- _EXERCÍCIO BREVE 1_:
Diga se cada afirmação concorda com o texto sobre o Planeta Livro e responda sim ou não, citando literalmente as palavras do texto que decidem: (a) O Planeta Livro tem fronteiras fixas. (b) Saramago morreu aos 87 anos, em 18 de junho. (c) O fechamento de uma livraria é apresentado como um momento de luto no Planeta Livro.

··· TEXTO FORNECIDO ···

O Planeta Livro é um lugar que não existe fisicamente. Ele não tem território definido, tampouco suas fronteiras são fixas. Seu tamanho é imensurável e sua órbita é impossível de ser rastreada pelo mais potente dos telescópios. No entanto, sabem-se algumas coisas sobre ele. Sabe-se, por exemplo, que ele é habitado por todas as pessoas que possuem alguma espécie de relação com o objeto livro e com o ato da leitura. Sabe-se que seus domínios são mentais e seu território é visitado sempre que alguém abre um livro para ler, ou visualiza com curiosidade uma lombada numa livraria, ou percorre as estantes labirínticas de uma biblioteca, ou escreve um poema, ou monta uma barraca numa feira de livros, ou inscreve um inédito num concurso literário, ou lê em voz alta para uma criança, ou comenta uma obra bacana, ou recomenda um autor para um amigo, ou participa de um sarau e outras coisas dessa natureza.
Recensear o Planeta Livro é uma tarefa difícil, pois o ato precisa levar em conta o número de livros existentes no mundo (além dos não mais existentes, mas que um dia foram publicados, e todos aqueles escritos e ainda engavetados, mais os que por enquanto só existem na imaginação de seus autores); todos os escritores que já publicaram e aqueles que desejam publicar; todos os editores e os livreiros e todos todos todos todos todos os leitores de livros do mundo, vivos e mortos, porque, nos domínios do Planeta Livro, ninguém morre de verdade, mas passa para a posteridade. Mesmo assim, existem os momentos de luto no Planeta Livro, como quando uma livraria fecha as portas ou quando um escritor muito querido passa a desexistir no plano físico para habitar para sempre a posteridade, não mais escrevendo novos livros.
Foi o que aconteceu em junho deste ano, por exemplo, quando morreu o escritor português José Saramago, único Nobel de Literatura em língua portuguesa até o momento. A notícia de sua morte aos 87 anos de idade, em 18 de junho, comoveu todos os habitantes do Planeta Livro, porque tratava-se de um dos mais renomados escritores vivos e em atividade no mundo nos dias de hoje. Saramago era um clássico em vida, e é raro coexistir em um tempo em que figuras desse porte caminham junto com a gente sobre a Terra. Independentemente de concordar-se ou não com suas posturas filosóficas e políticas ou com sua constante queda-de-braço com a religião, Saramago encarnava o escritor profissional de talento e de mão cheia, que vivia da e para a literatura, abrilhantando os domínios do Planeta Livro com o seu inquestionável talento.

··· TRECHO DA LISTAGEM ···

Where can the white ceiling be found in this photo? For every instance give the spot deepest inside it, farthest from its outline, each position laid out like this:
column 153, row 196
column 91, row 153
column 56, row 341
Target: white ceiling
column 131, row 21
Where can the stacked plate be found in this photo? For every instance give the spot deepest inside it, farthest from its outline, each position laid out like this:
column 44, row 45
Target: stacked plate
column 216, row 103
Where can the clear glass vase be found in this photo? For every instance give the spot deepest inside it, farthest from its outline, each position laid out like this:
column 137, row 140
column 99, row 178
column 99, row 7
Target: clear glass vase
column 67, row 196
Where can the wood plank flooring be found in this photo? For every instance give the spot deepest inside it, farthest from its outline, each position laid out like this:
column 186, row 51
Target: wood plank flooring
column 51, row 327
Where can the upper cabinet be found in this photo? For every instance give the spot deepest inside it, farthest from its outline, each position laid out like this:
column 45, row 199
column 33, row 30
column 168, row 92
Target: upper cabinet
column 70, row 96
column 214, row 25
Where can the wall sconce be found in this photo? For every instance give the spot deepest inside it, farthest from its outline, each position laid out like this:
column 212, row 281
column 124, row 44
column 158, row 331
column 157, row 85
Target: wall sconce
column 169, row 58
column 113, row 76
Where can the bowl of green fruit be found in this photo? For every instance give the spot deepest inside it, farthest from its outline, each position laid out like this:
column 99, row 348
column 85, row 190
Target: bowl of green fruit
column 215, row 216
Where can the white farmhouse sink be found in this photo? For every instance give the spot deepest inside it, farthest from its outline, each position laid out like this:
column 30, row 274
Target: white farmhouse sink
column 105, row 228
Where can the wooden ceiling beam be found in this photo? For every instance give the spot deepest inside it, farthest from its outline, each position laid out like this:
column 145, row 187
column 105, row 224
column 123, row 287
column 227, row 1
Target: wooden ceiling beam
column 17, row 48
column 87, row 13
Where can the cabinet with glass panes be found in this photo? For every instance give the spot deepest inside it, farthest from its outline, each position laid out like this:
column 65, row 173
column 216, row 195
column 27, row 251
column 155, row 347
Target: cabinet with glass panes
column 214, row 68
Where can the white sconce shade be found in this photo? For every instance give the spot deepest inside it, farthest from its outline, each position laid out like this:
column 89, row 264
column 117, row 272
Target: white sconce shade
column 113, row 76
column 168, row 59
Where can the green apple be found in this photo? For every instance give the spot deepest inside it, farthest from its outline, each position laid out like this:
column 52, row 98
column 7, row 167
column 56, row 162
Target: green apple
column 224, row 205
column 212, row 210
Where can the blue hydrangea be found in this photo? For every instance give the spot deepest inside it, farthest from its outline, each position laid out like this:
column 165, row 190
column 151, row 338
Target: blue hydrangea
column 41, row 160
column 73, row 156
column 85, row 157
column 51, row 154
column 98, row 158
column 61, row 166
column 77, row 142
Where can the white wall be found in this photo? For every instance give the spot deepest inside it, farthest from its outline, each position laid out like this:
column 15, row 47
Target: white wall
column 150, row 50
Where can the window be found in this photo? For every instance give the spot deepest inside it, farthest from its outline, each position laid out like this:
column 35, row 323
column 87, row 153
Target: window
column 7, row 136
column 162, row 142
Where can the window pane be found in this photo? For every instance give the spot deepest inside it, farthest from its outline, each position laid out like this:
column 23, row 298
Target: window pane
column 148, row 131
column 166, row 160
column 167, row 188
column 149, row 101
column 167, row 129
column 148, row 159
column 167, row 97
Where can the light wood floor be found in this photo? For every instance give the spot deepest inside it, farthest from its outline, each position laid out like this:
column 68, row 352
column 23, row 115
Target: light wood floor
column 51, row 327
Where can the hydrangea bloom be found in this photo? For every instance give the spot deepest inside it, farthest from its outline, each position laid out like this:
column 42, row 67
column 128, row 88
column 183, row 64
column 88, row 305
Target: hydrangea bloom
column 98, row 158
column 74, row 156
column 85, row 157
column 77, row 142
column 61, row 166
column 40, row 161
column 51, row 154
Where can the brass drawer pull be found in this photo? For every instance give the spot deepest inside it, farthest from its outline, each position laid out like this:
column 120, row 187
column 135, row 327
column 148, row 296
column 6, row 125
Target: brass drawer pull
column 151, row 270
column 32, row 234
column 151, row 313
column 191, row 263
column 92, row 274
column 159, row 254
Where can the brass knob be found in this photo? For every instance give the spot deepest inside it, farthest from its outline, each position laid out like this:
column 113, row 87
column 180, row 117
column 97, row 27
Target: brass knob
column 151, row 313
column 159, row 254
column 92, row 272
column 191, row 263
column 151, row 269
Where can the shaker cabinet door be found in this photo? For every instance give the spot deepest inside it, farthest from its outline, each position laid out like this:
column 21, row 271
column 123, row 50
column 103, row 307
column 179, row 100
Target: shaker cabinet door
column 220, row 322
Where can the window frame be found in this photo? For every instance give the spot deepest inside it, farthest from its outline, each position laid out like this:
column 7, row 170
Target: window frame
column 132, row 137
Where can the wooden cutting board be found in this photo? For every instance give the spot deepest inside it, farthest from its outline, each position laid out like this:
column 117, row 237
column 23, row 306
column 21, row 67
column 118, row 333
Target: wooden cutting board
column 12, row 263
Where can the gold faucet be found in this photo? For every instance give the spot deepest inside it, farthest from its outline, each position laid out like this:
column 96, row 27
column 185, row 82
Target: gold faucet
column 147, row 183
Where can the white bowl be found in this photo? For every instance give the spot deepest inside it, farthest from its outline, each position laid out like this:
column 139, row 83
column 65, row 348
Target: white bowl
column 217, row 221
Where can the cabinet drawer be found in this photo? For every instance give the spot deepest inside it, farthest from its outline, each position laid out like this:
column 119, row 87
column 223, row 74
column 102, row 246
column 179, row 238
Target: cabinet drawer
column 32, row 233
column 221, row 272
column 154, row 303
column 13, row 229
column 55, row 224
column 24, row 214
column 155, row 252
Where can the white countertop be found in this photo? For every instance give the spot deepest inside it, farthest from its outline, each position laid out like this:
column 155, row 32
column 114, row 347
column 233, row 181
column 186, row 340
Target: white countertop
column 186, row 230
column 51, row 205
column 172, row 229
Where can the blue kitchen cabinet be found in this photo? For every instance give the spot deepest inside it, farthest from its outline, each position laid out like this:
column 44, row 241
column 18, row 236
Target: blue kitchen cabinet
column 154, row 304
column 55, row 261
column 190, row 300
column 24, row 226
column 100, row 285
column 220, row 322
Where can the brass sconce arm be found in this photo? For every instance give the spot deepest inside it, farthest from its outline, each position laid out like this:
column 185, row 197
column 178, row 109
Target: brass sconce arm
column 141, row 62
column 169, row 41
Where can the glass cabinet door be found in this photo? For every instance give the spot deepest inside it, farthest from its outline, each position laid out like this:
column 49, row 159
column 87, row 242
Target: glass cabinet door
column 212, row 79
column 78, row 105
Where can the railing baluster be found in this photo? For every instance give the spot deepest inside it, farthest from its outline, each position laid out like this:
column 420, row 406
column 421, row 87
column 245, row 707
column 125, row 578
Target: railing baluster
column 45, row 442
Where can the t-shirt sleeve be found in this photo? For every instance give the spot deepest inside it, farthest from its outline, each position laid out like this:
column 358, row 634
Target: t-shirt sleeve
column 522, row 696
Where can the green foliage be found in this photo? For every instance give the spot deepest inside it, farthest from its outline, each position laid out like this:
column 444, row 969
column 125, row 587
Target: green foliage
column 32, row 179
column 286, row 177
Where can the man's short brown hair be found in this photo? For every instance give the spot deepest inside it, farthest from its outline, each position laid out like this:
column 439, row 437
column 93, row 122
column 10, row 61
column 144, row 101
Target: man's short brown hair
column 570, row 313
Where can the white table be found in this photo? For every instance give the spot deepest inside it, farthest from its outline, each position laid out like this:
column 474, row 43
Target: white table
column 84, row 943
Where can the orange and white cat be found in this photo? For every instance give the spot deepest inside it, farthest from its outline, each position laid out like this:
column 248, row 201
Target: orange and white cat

···

- _EXERCÍCIO BREVE 2_:
Redigite sem nenhuma alteração as linhas da listagem, começando pela que contém "Where can the white farmhouse" e seguindo até a que contém "column 87, row 13", ambas incluídas.

- _RESPOSTA CORRETA 1_:
(a) Não: "tampouco suas fronteiras são fixas".
(b) Sim: "A notícia de sua morte aos 87 anos de idade, em 18 de junho".
(c) Sim: "existem os momentos de luto no Planeta Livro, como quando uma livraria fecha as portas".

- _RESPOSTA CORRETA 2_:
Where can the white farmhouse sink be found in this photo? For every instance give the spot deepest inside it, farthest from its outline, each position laid out like this:
column 30, row 274
Target: white farmhouse sink
column 105, row 228
Where can the wooden ceiling beam be found in this photo? For every instance give the spot deepest inside it, farthest from its outline, each position laid out like this:
column 145, row 187
column 105, row 224
column 123, row 287
column 227, row 1
Target: wooden ceiling beam
column 17, row 48
column 87, row 13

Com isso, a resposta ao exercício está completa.